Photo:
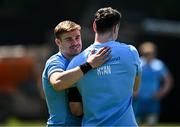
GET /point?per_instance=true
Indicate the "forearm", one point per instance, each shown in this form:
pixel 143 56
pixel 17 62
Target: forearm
pixel 67 78
pixel 136 83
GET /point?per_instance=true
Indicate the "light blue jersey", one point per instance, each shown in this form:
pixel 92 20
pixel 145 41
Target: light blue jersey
pixel 107 90
pixel 152 74
pixel 57 101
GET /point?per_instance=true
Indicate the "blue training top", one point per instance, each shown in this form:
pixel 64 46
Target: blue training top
pixel 57 101
pixel 107 90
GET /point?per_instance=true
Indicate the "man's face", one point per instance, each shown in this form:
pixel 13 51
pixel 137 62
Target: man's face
pixel 70 43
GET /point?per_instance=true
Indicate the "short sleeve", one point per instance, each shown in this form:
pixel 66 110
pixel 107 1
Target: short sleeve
pixel 137 60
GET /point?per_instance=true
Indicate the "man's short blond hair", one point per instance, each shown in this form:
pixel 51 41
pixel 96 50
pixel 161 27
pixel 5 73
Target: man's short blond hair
pixel 65 26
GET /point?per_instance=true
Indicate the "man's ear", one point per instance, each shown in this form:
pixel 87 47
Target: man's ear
pixel 57 42
pixel 94 27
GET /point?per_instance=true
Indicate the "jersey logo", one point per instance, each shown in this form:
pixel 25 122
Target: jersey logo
pixel 104 70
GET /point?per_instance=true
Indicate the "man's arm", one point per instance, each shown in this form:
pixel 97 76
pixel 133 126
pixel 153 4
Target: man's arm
pixel 65 79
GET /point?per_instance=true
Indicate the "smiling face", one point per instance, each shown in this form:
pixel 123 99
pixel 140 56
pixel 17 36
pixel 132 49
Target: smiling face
pixel 68 38
pixel 70 43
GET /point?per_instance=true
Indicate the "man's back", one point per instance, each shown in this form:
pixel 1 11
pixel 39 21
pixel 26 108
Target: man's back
pixel 107 90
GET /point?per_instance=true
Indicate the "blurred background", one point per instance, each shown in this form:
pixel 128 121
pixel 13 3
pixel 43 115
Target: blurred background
pixel 26 41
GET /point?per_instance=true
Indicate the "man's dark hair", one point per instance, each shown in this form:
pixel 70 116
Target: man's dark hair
pixel 106 18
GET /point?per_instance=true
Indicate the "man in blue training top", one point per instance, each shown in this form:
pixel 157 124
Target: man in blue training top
pixel 55 83
pixel 155 84
pixel 107 90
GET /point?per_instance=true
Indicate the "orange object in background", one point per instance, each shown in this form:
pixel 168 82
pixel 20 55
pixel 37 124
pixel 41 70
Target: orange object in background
pixel 14 72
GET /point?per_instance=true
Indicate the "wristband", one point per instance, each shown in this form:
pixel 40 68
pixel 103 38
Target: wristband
pixel 85 67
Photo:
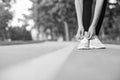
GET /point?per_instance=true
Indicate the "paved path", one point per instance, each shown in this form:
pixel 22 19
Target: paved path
pixel 59 61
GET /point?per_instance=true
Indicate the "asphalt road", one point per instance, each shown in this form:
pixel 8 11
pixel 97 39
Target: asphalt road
pixel 58 61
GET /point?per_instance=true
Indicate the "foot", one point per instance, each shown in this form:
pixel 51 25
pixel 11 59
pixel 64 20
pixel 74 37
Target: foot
pixel 84 43
pixel 95 43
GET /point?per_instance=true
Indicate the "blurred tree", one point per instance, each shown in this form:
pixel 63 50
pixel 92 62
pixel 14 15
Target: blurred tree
pixel 55 13
pixel 17 33
pixel 5 16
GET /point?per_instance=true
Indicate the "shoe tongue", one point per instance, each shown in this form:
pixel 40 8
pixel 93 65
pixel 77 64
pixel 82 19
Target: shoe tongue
pixel 86 33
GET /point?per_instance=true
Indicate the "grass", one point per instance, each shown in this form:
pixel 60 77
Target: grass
pixel 6 43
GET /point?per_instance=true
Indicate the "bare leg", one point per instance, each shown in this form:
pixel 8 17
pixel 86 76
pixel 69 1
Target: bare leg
pixel 79 11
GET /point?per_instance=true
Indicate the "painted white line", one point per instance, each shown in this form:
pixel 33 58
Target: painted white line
pixel 43 68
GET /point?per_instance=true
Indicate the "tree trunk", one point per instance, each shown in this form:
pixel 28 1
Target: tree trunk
pixel 66 31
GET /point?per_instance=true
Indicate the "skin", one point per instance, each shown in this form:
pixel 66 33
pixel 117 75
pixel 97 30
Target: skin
pixel 79 10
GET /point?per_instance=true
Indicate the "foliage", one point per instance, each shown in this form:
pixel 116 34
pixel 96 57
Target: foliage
pixel 17 33
pixel 5 16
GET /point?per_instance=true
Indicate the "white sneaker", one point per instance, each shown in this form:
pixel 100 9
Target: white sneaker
pixel 84 44
pixel 95 43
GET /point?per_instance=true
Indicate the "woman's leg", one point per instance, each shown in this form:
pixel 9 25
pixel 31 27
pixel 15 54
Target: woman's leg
pixel 98 27
pixel 87 13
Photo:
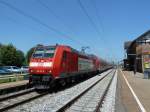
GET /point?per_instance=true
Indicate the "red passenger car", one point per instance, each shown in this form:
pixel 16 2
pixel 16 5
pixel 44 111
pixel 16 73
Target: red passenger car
pixel 60 62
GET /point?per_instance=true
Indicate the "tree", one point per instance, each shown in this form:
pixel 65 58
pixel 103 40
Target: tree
pixel 11 56
pixel 29 54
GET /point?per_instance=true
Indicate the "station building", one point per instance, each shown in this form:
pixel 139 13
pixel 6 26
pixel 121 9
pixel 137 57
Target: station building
pixel 137 53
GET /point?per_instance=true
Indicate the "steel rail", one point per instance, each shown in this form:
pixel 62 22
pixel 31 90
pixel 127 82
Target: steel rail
pixel 67 105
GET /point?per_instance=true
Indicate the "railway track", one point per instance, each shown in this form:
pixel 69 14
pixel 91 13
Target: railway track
pixel 91 99
pixel 56 101
pixel 18 98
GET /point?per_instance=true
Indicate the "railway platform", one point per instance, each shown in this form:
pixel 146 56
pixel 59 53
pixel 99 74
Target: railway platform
pixel 134 96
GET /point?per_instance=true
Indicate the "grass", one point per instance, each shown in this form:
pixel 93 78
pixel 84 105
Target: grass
pixel 13 78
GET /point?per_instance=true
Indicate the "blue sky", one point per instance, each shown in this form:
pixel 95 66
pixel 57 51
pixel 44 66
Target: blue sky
pixel 108 25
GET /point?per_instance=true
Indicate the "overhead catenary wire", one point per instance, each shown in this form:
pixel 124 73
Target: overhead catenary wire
pixel 100 23
pixel 23 13
pixel 94 25
pixel 55 15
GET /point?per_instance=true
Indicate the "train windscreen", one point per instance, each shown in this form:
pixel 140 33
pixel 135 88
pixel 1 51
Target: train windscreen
pixel 44 52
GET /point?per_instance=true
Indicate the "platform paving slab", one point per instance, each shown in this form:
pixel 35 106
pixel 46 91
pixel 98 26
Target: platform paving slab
pixel 125 101
pixel 140 86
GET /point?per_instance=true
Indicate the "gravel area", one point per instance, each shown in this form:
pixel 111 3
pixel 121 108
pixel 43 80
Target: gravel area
pixel 51 102
pixel 89 101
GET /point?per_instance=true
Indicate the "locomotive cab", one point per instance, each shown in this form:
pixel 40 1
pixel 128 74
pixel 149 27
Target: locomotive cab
pixel 41 64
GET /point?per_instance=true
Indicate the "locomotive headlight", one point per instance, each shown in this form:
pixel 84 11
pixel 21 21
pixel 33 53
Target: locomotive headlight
pixel 33 64
pixel 47 64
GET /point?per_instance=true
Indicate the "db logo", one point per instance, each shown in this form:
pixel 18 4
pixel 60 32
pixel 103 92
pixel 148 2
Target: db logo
pixel 40 64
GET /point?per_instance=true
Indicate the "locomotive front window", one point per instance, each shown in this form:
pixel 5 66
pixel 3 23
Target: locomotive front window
pixel 47 52
pixel 38 53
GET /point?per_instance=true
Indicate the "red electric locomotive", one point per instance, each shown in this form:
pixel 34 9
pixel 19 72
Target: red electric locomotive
pixel 59 62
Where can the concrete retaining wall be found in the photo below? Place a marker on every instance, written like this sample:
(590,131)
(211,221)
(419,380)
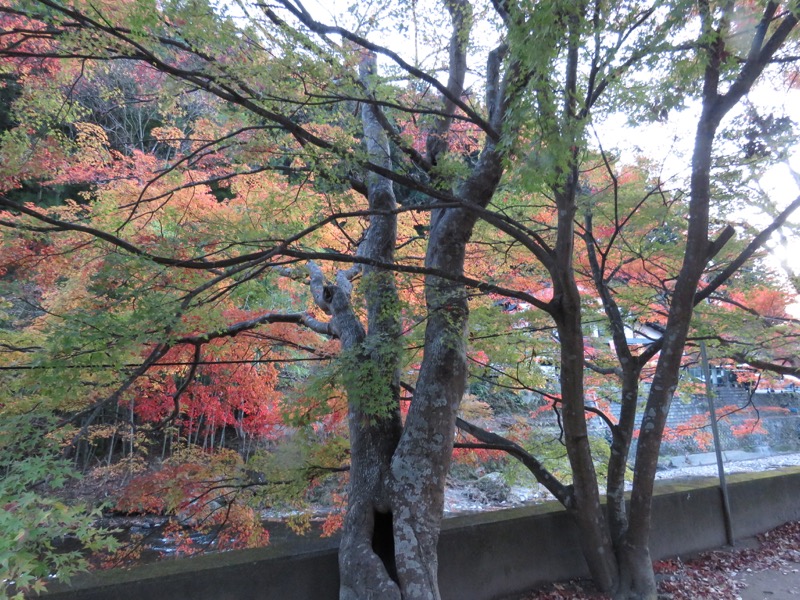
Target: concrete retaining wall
(481,557)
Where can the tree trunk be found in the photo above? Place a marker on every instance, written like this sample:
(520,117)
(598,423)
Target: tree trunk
(422,460)
(366,552)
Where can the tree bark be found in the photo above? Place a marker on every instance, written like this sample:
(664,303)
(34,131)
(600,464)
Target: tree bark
(366,552)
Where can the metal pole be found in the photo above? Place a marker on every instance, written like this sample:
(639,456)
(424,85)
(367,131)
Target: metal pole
(723,486)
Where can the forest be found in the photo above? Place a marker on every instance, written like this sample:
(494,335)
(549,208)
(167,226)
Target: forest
(257,253)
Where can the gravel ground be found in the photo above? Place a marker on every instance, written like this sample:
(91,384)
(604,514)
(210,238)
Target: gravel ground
(466,497)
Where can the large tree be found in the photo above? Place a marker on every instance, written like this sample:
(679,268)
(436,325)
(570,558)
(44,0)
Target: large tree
(310,101)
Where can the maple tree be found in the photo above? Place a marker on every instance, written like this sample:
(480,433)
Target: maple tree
(217,229)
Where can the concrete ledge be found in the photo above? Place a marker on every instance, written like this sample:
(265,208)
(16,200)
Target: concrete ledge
(481,557)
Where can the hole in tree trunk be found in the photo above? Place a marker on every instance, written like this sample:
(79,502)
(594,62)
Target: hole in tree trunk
(383,542)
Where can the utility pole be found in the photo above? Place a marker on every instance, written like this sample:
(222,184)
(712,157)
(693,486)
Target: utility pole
(723,486)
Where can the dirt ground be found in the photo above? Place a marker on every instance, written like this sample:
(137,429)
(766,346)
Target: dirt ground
(776,583)
(766,568)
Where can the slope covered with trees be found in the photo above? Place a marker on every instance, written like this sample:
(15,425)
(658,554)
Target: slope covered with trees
(296,228)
################
Task objective. In the entries above, find the line with "Where can the metal" and the line with "Where can the maple", then restate word for word both of them and every line between, with nothing more.

Answer for this exercise.
Where can the metal pole be found in the photo above? Place a marker on every instance, written like this sample:
(639,456)
(424,85)
(367,131)
Target: metal pole
(723,486)
Where can the forest be found in the photo above? Place a marker on every instance, written like this sample:
(494,335)
(549,208)
(167,226)
Target: forest
(257,253)
Where can the gravel ground be found in the photo above? Place a marker on every instance, written like this sample:
(91,384)
(604,514)
(210,238)
Target: gravel ground
(466,497)
Where can the large tree be found in the photo above? Place a marker on every instance, written like this sample:
(679,268)
(436,325)
(570,558)
(44,0)
Target: large tree
(310,101)
Where can the maple tree be found in the photo above? Place a marker on every instance, written like this sample:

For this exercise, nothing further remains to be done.